- [EXERCISE]:
Reproduce, word for word, the lines of the records below from the line containing "the wolf head" up to and including the line containing "column 561, row 70".

- [ENTRIES SUPPLIED]:
......

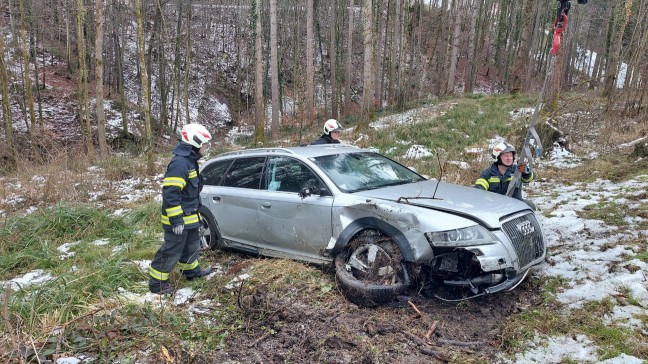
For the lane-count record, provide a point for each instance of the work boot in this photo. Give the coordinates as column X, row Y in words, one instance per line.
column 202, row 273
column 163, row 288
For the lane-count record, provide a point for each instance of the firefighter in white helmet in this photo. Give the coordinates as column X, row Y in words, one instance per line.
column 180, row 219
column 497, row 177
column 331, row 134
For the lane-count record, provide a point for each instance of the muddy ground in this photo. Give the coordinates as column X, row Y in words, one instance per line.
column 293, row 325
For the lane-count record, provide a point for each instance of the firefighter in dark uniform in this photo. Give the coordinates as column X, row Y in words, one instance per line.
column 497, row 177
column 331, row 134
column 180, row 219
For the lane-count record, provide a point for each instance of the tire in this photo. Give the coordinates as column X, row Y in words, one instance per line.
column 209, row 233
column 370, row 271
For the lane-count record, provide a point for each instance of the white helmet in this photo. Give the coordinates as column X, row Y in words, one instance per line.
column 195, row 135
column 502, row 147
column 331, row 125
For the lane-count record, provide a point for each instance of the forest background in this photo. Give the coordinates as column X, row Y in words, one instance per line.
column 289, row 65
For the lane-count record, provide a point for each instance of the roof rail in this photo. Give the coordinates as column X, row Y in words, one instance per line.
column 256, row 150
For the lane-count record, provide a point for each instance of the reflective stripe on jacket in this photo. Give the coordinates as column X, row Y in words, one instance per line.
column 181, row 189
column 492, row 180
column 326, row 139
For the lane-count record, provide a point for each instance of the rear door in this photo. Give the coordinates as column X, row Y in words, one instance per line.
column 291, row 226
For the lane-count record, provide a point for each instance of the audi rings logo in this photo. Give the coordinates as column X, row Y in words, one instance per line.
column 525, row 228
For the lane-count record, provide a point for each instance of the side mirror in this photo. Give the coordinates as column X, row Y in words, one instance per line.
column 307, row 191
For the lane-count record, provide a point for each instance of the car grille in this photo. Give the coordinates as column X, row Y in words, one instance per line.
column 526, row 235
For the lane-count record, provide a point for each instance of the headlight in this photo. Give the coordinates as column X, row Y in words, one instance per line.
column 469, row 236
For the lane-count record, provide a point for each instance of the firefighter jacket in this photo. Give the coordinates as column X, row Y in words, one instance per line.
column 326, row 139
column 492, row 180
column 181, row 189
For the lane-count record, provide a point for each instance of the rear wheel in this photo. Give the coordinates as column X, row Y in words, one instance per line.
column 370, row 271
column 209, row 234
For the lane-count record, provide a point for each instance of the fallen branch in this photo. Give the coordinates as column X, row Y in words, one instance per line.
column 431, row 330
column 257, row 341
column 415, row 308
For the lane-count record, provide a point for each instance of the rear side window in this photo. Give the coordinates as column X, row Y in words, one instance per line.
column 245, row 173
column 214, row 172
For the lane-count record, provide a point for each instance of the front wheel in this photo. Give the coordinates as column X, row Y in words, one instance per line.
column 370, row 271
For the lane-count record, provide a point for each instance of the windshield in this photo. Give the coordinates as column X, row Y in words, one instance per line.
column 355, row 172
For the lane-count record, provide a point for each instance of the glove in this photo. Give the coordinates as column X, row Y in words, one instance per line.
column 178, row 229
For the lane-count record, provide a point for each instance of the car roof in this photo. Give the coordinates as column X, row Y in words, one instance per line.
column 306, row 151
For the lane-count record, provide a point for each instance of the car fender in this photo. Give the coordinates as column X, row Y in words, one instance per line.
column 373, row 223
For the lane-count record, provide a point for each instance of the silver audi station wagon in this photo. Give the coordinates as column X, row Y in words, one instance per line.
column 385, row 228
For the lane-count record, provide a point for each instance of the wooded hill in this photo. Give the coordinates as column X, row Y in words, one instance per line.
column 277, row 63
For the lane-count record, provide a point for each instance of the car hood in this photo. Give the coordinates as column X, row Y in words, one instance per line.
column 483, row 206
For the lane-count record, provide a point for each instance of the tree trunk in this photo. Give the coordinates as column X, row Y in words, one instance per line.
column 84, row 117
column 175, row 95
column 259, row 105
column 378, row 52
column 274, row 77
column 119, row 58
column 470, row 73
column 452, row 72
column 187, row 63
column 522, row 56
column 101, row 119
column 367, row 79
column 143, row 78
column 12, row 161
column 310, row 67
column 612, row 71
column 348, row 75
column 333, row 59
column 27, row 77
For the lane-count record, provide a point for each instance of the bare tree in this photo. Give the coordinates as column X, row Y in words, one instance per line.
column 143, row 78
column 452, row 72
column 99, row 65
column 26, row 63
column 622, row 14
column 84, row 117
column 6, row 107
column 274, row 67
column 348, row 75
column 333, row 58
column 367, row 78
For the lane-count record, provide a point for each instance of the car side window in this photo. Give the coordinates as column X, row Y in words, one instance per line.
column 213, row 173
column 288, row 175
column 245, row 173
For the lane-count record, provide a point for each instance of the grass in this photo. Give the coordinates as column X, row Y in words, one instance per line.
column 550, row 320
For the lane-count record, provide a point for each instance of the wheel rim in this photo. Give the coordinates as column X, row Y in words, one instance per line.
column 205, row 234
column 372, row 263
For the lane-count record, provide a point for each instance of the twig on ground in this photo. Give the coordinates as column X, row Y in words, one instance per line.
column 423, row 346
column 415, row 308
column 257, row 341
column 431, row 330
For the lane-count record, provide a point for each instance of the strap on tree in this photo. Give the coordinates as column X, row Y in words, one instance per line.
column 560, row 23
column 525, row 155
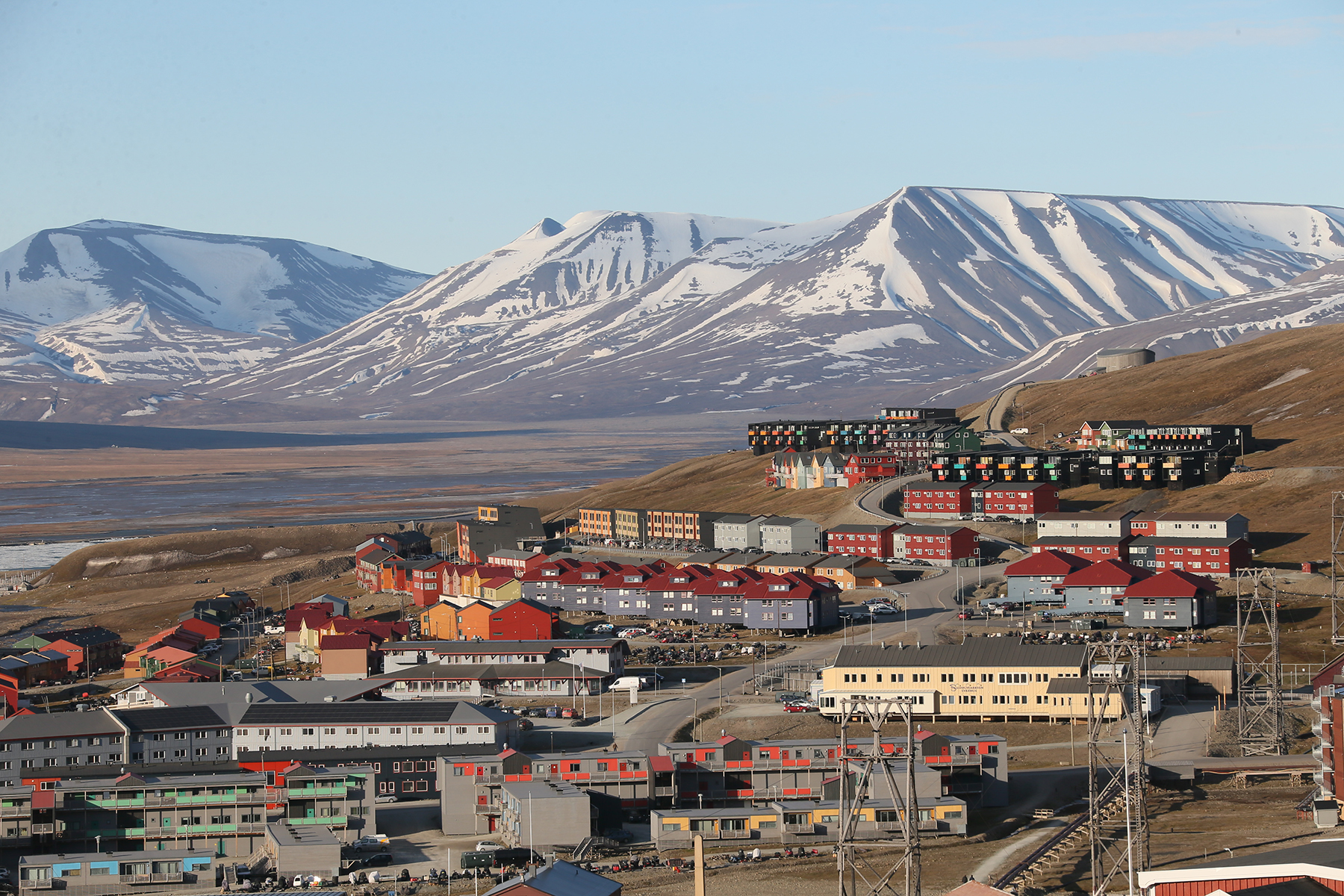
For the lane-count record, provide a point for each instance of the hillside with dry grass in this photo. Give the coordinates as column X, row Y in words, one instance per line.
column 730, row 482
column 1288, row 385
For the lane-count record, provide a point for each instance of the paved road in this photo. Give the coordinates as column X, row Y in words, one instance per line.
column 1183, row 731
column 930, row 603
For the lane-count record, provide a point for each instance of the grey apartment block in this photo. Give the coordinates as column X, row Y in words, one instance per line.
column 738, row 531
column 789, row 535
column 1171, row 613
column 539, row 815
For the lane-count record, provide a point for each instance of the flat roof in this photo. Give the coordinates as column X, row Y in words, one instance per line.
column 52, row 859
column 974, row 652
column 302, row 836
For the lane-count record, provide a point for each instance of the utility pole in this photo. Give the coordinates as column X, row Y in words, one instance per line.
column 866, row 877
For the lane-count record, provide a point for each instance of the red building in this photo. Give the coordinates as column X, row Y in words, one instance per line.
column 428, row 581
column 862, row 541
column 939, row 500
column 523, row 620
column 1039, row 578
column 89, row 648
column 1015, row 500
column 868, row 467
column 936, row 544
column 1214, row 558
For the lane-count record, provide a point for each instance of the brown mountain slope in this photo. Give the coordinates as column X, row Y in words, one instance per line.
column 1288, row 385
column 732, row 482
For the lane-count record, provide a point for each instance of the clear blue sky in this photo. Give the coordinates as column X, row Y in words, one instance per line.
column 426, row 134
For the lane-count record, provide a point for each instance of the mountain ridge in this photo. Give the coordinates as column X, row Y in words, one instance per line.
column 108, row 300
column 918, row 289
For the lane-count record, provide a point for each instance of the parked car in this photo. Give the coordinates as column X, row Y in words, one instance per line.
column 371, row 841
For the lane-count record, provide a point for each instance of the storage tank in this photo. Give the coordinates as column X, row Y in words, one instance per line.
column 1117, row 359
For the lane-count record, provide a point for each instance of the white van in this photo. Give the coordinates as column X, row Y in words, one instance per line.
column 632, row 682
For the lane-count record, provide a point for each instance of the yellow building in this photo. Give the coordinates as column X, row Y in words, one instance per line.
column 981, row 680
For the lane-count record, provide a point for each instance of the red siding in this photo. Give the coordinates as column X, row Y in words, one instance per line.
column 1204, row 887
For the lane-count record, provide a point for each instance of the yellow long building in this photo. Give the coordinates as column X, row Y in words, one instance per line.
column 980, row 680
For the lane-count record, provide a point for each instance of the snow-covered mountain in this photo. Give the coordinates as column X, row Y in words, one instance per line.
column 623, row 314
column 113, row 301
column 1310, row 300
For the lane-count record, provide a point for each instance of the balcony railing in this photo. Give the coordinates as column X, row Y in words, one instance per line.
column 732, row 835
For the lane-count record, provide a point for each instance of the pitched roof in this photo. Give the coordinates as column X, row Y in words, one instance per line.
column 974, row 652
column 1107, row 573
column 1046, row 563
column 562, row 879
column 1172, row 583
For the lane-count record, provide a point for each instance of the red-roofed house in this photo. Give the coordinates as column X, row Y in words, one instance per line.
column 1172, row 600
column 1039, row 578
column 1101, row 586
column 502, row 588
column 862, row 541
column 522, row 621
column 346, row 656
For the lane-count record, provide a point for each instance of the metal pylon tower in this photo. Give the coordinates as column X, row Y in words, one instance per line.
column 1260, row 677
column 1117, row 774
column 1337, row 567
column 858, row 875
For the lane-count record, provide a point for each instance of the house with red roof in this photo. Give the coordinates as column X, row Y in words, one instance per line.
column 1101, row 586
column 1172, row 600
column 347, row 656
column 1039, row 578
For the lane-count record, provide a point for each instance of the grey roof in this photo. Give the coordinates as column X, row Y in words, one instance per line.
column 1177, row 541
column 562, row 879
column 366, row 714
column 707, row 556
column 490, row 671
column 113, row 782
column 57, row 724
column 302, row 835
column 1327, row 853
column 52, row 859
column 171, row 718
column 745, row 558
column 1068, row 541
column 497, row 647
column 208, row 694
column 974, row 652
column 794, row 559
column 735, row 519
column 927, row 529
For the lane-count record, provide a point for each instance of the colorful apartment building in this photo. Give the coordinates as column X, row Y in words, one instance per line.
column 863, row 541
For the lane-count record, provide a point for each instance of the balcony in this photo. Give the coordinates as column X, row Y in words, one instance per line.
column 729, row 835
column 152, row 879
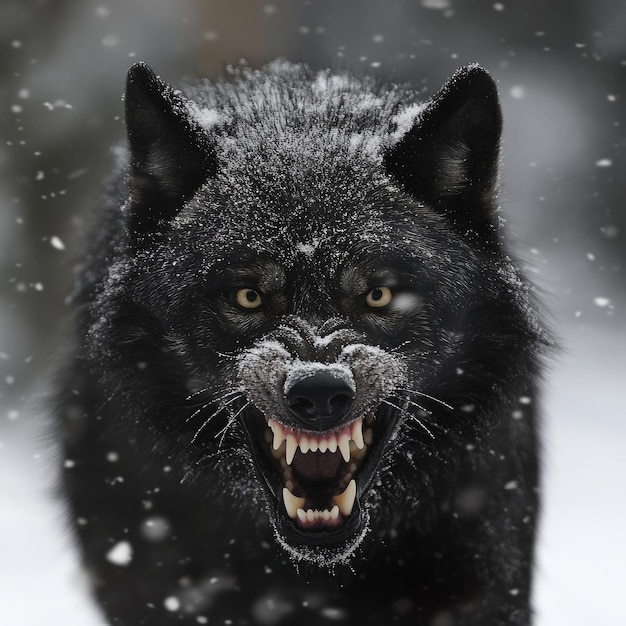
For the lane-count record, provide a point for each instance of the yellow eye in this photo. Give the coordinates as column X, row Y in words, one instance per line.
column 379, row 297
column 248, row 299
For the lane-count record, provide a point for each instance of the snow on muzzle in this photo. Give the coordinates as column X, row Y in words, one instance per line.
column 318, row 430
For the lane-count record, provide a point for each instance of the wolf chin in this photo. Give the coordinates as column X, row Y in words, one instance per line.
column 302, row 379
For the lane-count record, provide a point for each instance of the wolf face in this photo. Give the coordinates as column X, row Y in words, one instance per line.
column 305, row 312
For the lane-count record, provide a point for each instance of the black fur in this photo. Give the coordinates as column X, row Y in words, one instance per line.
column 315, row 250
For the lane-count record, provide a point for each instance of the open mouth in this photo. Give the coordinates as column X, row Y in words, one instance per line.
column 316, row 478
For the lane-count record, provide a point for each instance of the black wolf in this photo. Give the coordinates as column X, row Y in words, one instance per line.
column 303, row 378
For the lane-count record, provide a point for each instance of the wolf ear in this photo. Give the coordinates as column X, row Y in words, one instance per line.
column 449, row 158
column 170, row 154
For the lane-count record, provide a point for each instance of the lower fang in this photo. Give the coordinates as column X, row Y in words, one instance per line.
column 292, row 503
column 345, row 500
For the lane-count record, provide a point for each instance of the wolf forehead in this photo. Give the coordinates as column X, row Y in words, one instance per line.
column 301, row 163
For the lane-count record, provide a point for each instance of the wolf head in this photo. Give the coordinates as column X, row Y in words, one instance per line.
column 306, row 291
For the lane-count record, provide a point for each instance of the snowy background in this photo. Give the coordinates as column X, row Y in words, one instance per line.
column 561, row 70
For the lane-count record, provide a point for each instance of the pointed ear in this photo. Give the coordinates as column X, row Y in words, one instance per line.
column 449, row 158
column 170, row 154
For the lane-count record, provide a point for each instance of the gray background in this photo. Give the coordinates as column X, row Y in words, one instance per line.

......

- [THE SOLUTION]:
For the lane-count record, provide a point for each instance of the wolf head in this photo. Give the coordinates as column X, row Y in words, one instance per line.
column 306, row 291
For the lane-count record, provide a point for each instance of the snowy background in this photo. Give the coordinates as column X, row Y in words, one instance per line.
column 561, row 70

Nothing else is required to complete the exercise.